**The input:**

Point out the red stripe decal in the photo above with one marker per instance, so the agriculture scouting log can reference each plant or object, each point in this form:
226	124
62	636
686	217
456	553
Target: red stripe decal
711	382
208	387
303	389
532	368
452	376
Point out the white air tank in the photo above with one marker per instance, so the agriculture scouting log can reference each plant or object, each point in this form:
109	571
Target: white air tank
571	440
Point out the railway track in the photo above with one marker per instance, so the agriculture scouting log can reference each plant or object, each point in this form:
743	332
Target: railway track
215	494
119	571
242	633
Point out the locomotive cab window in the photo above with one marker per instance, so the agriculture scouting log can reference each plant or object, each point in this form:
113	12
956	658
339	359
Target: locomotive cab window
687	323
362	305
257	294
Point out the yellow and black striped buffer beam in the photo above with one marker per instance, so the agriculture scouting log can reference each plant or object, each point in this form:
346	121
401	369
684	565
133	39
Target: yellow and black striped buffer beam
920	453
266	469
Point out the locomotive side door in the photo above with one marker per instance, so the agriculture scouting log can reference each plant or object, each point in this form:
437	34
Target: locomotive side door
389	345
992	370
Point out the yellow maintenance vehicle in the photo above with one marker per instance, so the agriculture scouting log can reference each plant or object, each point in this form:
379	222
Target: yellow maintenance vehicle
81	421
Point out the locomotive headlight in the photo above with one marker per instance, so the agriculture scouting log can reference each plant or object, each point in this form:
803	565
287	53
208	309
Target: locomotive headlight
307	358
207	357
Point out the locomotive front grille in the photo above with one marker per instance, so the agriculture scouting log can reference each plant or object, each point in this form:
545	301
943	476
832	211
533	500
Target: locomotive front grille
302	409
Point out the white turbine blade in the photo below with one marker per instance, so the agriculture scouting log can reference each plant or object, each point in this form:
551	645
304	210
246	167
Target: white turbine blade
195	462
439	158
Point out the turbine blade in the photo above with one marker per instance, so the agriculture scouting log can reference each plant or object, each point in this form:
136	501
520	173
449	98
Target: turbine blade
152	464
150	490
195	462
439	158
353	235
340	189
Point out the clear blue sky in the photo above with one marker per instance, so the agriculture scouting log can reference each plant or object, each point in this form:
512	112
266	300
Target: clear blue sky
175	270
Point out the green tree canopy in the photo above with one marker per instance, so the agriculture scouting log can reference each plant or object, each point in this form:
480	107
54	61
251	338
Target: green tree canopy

**What is asked:** Copy the lines above without any change, starting at the line with "Point out the green" and continuing up to and including the last line of the items.

**Finished answer:**
Point out the green tree canopy in the photo above with one marker per instance, so the agriculture scouting log can reference each plant or object, each point in this form:
480	107
54	61
251	338
Target: green tree canopy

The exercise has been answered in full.